> REQUEST A:
Pick out each line of the entries that contains the word "woman", treating case as significant.

Updated: December 2025

What’s worse than an unsafe private key? An unsafe public key.

The “secure” in Secure Shell Protocol (SSH) comes from the combination of hashing, symmetric encryption, and asymmetric cryptography. Together, SSH uses these cryptographic primitives to safely connect clients and servers.

In the 25 years since its founding, changes in cryptanalysis, protocol design, and operational practices have necessitated increasingly sophisticated low-level algorithms.

This article will explain what the various asymmetric authentication key algorithms used by SSH are and how they are different from each other. As of 2025, the most widely adopted SSH authentication algorithms are RSA, ECDSA, and EdDSA (Ed25519).

For a broader overview of these concepts, start with this article: What is Cryptographic Identity?

How does encryption work within the SSH protocol?

SSH is used almost universally to connect to shells on remote machines.

The most important part of an SSH session is establishing a secure connection. This happens in two broad steps: negotiation and connection, and authentication.

SSH negotiation and connection

shared secret creation
shared secret creation
Figure 1: Shared Secret Creation

In order for an SSH session to work, both client and server must support the same version of the SSH protocol. Modern clients will support SSH 2.0, as SSH 1.0 has identified flaws.

After coming to a consensus on which protocol version to follow, both machines negotiate a per-session symmetric key to encrypt the connection from the outside.

Generating a symmetric key at this stage, when paired with the asymmetric keys in authentication, prevents the entire session from being compromised if a key is revealed.

Negotiation terms happen through the Diffie-Hellman key exchange, which creates a shared secret key to secure the whole data stream by combining the private key of one party with the public key of the other. These keys are different from the SSH keys used for authentication.

> EXCERPTED RECORDS:
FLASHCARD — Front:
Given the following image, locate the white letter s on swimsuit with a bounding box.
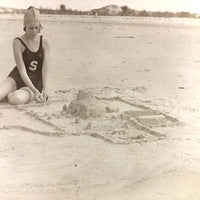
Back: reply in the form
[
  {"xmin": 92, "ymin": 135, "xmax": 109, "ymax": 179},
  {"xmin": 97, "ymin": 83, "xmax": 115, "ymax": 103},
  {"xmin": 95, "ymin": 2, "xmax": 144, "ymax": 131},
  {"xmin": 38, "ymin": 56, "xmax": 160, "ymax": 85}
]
[{"xmin": 29, "ymin": 61, "xmax": 38, "ymax": 71}]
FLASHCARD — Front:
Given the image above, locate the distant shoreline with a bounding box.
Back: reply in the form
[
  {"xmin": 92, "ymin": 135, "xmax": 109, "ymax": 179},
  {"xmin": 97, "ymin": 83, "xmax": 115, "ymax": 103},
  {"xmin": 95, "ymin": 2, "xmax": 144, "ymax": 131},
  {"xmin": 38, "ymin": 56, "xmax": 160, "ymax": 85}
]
[{"xmin": 0, "ymin": 14, "xmax": 200, "ymax": 27}]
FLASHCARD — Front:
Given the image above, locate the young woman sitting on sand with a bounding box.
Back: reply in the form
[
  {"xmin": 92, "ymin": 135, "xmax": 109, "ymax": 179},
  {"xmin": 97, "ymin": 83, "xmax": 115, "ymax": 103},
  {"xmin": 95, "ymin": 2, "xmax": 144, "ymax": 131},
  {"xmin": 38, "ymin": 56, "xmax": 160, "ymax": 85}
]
[{"xmin": 0, "ymin": 6, "xmax": 50, "ymax": 105}]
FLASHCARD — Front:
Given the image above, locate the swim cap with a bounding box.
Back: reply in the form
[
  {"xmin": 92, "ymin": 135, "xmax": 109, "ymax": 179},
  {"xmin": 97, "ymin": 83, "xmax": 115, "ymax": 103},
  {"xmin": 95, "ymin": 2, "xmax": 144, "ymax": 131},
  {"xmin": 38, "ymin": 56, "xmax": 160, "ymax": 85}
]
[{"xmin": 24, "ymin": 6, "xmax": 41, "ymax": 28}]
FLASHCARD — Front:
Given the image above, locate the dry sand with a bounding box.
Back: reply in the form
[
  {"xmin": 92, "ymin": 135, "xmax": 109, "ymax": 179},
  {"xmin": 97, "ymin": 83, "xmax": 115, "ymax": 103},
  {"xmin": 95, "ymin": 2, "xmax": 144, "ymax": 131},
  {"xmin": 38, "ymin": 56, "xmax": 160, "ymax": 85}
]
[{"xmin": 0, "ymin": 16, "xmax": 200, "ymax": 200}]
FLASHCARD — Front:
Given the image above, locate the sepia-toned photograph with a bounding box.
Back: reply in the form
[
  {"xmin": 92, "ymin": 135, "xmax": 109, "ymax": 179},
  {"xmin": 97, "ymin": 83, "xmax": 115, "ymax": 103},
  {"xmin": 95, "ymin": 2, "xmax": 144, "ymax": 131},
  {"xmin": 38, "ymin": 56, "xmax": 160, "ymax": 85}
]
[{"xmin": 0, "ymin": 0, "xmax": 200, "ymax": 200}]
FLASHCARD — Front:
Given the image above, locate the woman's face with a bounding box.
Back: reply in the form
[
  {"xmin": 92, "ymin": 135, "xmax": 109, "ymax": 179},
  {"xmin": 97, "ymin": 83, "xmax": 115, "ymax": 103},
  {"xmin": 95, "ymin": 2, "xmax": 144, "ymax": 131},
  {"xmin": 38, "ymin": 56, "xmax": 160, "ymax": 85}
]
[{"xmin": 26, "ymin": 22, "xmax": 40, "ymax": 38}]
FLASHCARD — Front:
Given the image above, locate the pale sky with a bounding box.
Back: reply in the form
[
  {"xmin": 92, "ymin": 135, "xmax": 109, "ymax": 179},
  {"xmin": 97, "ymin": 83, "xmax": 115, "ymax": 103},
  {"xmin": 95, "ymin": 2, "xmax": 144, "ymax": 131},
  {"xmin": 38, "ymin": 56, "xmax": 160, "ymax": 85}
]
[{"xmin": 0, "ymin": 0, "xmax": 200, "ymax": 14}]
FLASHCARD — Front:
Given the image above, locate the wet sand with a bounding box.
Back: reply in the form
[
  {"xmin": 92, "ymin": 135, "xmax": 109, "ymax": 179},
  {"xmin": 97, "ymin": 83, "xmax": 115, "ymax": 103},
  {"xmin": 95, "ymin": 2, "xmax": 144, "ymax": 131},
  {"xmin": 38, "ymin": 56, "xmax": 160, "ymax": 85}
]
[{"xmin": 0, "ymin": 16, "xmax": 200, "ymax": 200}]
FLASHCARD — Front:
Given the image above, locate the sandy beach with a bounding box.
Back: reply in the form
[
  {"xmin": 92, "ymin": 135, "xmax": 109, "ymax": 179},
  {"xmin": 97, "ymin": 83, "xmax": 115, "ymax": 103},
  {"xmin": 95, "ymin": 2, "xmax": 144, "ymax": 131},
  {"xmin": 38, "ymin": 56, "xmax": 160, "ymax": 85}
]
[{"xmin": 0, "ymin": 15, "xmax": 200, "ymax": 200}]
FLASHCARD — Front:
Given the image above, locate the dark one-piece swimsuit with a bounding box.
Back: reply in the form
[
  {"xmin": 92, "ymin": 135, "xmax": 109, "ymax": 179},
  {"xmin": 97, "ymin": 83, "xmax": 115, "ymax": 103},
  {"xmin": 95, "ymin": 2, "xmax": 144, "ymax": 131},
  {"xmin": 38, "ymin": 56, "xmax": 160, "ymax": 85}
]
[{"xmin": 8, "ymin": 35, "xmax": 44, "ymax": 92}]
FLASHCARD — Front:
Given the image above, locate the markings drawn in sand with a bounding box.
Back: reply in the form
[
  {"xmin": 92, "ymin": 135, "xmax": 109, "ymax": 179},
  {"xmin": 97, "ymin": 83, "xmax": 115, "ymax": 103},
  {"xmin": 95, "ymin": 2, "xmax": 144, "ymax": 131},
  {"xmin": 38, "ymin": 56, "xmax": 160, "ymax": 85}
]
[
  {"xmin": 0, "ymin": 105, "xmax": 63, "ymax": 136},
  {"xmin": 22, "ymin": 91, "xmax": 179, "ymax": 144}
]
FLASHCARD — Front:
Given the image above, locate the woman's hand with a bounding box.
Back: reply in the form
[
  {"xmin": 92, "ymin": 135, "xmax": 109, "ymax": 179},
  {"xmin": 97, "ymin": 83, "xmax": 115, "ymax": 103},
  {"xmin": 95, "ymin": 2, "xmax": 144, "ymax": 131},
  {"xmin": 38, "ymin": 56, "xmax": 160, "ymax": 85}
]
[{"xmin": 41, "ymin": 90, "xmax": 49, "ymax": 103}]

> REQUEST B:
In the SSH text, swap "asymmetric" for "public-key" and write out the stretch from "Updated: December 2025" through "is Cryptographic Identity?" with that change made.

> EXPECTED ANSWER A:
Given the image above, locate the young woman sitting on sand with a bounding box.
Given the image above, locate the woman's face with a bounding box.
Given the image above, locate the woman's hand with a bounding box.

> EXPECTED ANSWER B:
Updated: December 2025

What’s worse than an unsafe private key? An unsafe public key.

The “secure” in Secure Shell Protocol (SSH) comes from the combination of hashing, symmetric encryption, and public-key cryptography. Together, SSH uses these cryptographic primitives to safely connect clients and servers.

In the 25 years since its founding, changes in cryptanalysis, protocol design, and operational practices have necessitated increasingly sophisticated low-level algorithms.

This article will explain what the various public-key authentication key algorithms used by SSH are and how they are different from each other. As of 2025, the most widely adopted SSH authentication algorithms are RSA, ECDSA, and EdDSA (Ed25519).

For a broader overview of these concepts, start with this article: What is Cryptographic Identity?